> _The records_
**********

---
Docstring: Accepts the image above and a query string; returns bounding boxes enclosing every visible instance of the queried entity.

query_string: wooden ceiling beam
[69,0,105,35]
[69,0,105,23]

**********

> _Given exercise_
Present the listing above as a Markdown table with the columns Row and Text, giving each line its own numbered row and omitting blank lines.

> _Answer to the exercise_
| Row | Text |
|---|---|
| 1 | --- |
| 2 | Docstring: Accepts the image above and a query string; returns bounding boxes enclosing every visible instance of the queried entity. |
| 3 | query_string: wooden ceiling beam |
| 4 | [69,0,105,35] |
| 5 | [69,0,105,23] |